Text segment
It was last summer that one of my cooking magazines arrived with a cover  photo of a watermelon and tomato salad. At the time my face must have squeezed up funny-like, thinking yuk, why would anyone combine the sweet of watermelon and the savory pucker of a tomato. Well, I stand corrected. Big time. It’s a match made in heaven, especially if you have ripe tomatoes. Flavorful full-of-summer tomatoes and ripe, sweet watermelon. And likely  you’ve encountered this salad if you’ve eaten in any leading edge or avante-garde restaurants. Dave ordered it recently at one restaurant. I tasted it and agreed it was sensational.

A couple of months ago my friend Kathleen served us a watermelon and Feta salad, which I liked ever so much. It was simply dressed with Feta and mint. I’ve made it a couple of times this summer and enjoyed it hugely. So I guess you could say that I’ve discovered the culinary big deal about watermelon. I can’t eat a whole lot of watermelon – because of the high water content, it fills me up so, so fast. So I never serve it as a dessert because generally I’m too full for that much additional fluid in my already sated stomach. But as a side dish with a meal, it’s fine.

Dataset rows
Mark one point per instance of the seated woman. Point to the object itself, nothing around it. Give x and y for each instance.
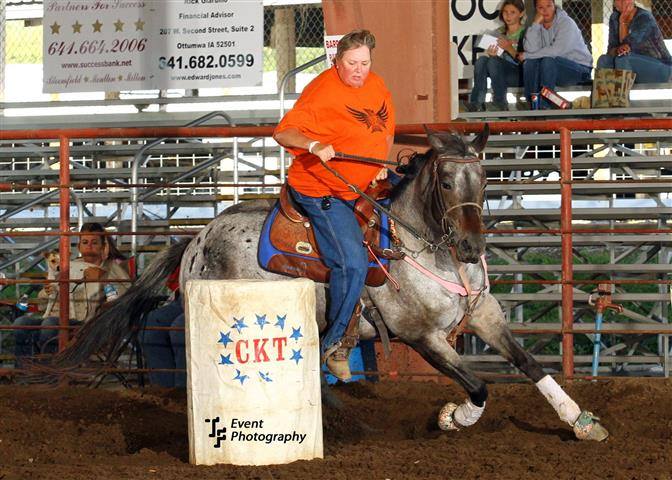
(164, 349)
(99, 260)
(504, 70)
(555, 52)
(636, 44)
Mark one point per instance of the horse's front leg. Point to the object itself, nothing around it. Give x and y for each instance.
(437, 351)
(489, 323)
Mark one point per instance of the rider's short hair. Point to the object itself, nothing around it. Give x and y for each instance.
(520, 6)
(355, 39)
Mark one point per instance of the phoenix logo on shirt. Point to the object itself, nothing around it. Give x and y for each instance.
(373, 121)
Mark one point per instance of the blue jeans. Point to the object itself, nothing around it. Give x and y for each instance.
(550, 72)
(648, 69)
(339, 239)
(502, 73)
(31, 342)
(164, 349)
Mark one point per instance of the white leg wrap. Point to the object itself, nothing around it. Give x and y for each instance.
(567, 409)
(467, 414)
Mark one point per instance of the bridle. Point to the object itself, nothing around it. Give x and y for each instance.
(438, 199)
(446, 240)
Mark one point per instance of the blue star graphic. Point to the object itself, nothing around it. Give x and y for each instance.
(281, 321)
(261, 321)
(239, 324)
(296, 355)
(296, 334)
(225, 359)
(224, 339)
(240, 377)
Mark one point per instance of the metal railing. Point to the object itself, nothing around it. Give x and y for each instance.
(567, 328)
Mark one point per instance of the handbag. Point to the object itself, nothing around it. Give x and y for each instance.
(611, 88)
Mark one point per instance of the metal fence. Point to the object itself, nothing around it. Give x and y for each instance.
(23, 31)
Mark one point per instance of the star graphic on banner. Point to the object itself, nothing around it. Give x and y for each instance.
(261, 321)
(240, 377)
(296, 355)
(239, 324)
(224, 338)
(225, 359)
(296, 334)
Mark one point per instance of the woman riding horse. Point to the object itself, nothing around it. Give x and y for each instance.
(347, 109)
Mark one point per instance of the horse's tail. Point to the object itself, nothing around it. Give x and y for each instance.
(121, 317)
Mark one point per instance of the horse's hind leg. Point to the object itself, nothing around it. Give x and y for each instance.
(488, 322)
(435, 349)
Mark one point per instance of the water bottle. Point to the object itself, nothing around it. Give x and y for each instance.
(110, 292)
(22, 304)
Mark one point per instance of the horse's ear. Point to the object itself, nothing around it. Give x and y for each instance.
(481, 139)
(434, 139)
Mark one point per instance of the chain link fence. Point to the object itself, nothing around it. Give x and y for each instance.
(293, 34)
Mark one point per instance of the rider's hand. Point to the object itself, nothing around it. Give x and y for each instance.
(382, 175)
(324, 152)
(504, 43)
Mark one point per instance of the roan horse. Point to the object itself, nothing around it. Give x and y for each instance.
(441, 197)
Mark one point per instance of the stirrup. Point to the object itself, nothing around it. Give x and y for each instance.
(337, 360)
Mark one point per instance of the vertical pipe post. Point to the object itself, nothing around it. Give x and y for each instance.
(567, 259)
(64, 245)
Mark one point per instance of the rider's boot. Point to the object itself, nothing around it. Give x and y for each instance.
(337, 357)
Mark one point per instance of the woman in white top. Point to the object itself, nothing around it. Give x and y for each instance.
(99, 260)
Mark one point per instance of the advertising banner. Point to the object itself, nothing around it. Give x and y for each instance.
(112, 45)
(469, 20)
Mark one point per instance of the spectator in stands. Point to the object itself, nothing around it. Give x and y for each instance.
(99, 260)
(636, 43)
(503, 68)
(555, 52)
(164, 349)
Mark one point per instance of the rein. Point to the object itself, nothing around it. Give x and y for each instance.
(445, 226)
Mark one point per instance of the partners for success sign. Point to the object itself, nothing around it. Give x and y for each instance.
(111, 45)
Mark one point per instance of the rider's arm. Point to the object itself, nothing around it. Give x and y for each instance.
(292, 137)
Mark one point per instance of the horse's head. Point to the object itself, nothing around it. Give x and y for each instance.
(455, 190)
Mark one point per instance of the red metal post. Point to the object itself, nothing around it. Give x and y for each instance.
(567, 255)
(64, 245)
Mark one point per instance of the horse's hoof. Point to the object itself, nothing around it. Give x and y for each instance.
(588, 427)
(446, 421)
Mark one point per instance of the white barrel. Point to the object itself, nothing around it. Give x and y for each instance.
(253, 372)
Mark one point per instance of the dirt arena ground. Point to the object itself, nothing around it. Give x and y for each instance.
(76, 433)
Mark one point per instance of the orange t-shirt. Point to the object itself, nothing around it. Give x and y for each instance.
(356, 121)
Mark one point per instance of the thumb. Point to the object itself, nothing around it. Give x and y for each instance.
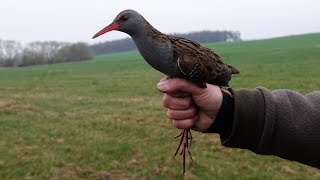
(176, 85)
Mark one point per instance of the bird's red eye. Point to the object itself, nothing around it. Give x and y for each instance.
(124, 17)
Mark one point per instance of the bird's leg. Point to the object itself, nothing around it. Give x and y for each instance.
(189, 148)
(185, 141)
(181, 140)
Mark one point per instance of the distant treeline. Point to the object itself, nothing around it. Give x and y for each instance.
(12, 53)
(200, 37)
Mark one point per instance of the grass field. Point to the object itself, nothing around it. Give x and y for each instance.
(104, 118)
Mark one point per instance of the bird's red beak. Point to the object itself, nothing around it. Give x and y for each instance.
(111, 27)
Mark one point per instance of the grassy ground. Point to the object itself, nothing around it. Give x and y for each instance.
(104, 118)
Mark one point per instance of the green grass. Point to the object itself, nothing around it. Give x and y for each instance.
(104, 118)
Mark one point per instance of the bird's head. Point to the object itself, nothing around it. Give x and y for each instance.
(127, 21)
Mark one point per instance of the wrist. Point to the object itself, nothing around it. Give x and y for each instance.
(223, 122)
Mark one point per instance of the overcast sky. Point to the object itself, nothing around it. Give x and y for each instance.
(77, 20)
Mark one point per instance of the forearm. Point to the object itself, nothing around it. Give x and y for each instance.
(281, 123)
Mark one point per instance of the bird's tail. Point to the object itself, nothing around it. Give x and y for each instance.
(233, 69)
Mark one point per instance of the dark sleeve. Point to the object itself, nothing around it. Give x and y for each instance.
(282, 123)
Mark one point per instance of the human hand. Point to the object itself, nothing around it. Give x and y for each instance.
(189, 106)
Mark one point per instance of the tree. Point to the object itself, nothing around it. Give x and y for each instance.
(10, 52)
(75, 52)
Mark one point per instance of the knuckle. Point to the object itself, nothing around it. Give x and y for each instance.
(177, 124)
(165, 101)
(193, 111)
(170, 114)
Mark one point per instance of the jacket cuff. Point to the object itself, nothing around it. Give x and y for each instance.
(248, 120)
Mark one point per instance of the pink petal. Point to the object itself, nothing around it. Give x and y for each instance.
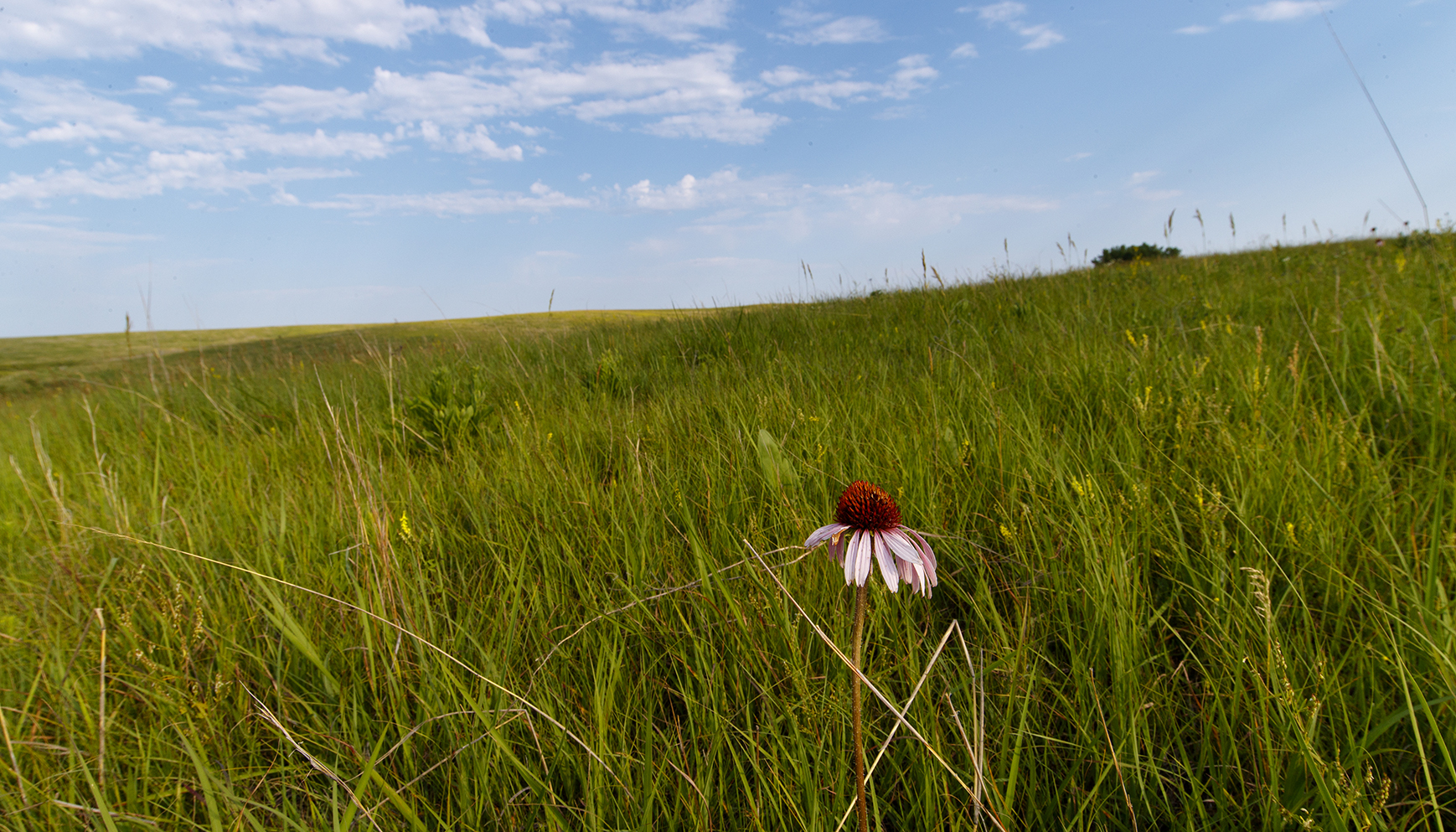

Task list
a) Print the watermelon salad passage verbatim, everything from "A couple of months" down to "meal, it’s fine.".
b) In the watermelon salad passage, what two things was the salad served by Kathleen dressed with?

Worked solutions
a)
A couple of months ago my friend Kathleen served us a watermelon and Feta salad, which I liked ever so much. It was simply dressed with Feta and mint. I’ve made it a couple of times this summer and enjoyed it hugely. So I guess you could say that I’ve discovered the culinary big deal about watermelon. I can’t eat a whole lot of watermelon – because of the high water content, it fills me up so, so fast. So I never serve it as a dessert because generally I’m too full for that much additional fluid in my already sated stomach. But as a side dish with a meal, it’s fine.

b) Feta and mint.